Records excerpted from a collection
========
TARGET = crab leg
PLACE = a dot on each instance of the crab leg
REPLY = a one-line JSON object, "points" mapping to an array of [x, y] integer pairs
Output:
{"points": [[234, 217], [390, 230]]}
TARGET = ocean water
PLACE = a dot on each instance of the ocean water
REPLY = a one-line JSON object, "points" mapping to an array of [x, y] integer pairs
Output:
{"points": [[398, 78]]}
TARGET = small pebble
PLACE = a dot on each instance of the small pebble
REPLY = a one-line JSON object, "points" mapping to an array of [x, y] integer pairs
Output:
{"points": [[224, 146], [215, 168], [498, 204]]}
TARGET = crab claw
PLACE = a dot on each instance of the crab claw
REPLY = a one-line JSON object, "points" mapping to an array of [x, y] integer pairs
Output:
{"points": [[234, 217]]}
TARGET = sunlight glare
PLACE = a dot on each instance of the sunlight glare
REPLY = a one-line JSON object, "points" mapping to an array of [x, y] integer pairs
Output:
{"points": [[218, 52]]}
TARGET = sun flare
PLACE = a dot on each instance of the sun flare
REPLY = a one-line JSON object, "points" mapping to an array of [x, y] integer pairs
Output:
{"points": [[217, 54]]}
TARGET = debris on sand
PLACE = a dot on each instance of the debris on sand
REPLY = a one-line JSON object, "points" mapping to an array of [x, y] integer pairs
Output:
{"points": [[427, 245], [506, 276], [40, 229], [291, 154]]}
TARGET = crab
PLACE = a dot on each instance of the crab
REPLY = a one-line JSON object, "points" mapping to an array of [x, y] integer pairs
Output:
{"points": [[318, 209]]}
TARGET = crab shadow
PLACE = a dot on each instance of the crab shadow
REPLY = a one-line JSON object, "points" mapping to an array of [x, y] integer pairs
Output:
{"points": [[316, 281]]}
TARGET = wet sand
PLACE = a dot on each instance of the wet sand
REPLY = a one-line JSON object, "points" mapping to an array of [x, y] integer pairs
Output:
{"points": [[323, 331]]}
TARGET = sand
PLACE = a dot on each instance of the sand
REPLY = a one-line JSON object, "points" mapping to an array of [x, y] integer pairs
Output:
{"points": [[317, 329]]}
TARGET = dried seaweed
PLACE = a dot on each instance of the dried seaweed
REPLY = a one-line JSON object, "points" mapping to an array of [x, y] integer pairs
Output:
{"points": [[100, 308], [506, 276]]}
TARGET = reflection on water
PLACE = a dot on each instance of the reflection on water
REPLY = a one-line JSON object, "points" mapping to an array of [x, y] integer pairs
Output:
========
Recopy the whole listing exactly.

TARGET = crab leg
PLACE = a dot on each instance of the crab leg
REPLY = a one-line JSON object, "points" mapping to an array of [x, y] integer pairs
Output:
{"points": [[234, 217], [390, 230]]}
TARGET = ocean water
PLACE = a dot on each instance of the ocean water
REPLY = a one-line JSON object, "points" mapping to an array of [x, y] integer pairs
Output:
{"points": [[398, 78]]}
TARGET = small pebble
PLACE = a dot on each instance of the small pebble
REPLY = a one-line JSON object, "points" mapping to an array of [x, y] integer pairs
Output:
{"points": [[224, 146], [215, 168], [498, 204]]}
TARGET = crab claw
PLACE = a dot on each instance of the crab claw
REPLY = a one-line JSON object, "points" mapping to an array of [x, y] integer pairs
Output:
{"points": [[234, 217]]}
TARGET = sunlight glare
PLACE = a dot on each instance of the sunlight glare
REPLY = a one-line JSON object, "points" mapping to an array of [x, y] integer pairs
Output:
{"points": [[218, 52]]}
TARGET = sun flare
PLACE = a dot on each instance of the sun flare
REPLY = a one-line JSON object, "points" mapping to an array of [x, y] integer pairs
Output:
{"points": [[217, 54]]}
TARGET = debris on sand
PLACE = a dot on each instance of the debris on sand
REPLY = a one-line JSON object, "points" mapping to an array of [x, y] integer pairs
Output:
{"points": [[427, 245], [506, 276], [40, 229], [291, 154]]}
TARGET = crab
PLACE = a dot on each instance of the crab
REPLY = a one-line JSON object, "points" mapping to an array of [x, y] integer pairs
Output:
{"points": [[318, 209]]}
TARGET = crab shadow
PLACE = a dot on each instance of the crab shadow
REPLY = a one-line JSON object, "points" mapping to an array of [x, y] integer pairs
Output:
{"points": [[316, 281]]}
TARGET = wet sand
PLACE = a dot on each instance of the wet sand
REPLY = a one-line JSON object, "points" mapping to an array of [x, y] integer pairs
Output:
{"points": [[323, 331]]}
TARGET = sand
PLACE = a dot on each instance of the sand
REPLY = a one-line JSON object, "points" mapping to an array of [x, y] integer pairs
Output:
{"points": [[317, 329]]}
TARGET = dried seaweed
PLACE = a dot on each instance of the dried seaweed
REPLY = a one-line JSON object, "points" mapping to an array of [x, y] integer pairs
Output:
{"points": [[100, 308], [506, 276]]}
TARGET = reflection on water
PLACE = a dot on each instance of the reflection on water
REPLY = a one-line JSON object, "points" mapping to an array of [x, y] integer pairs
Output:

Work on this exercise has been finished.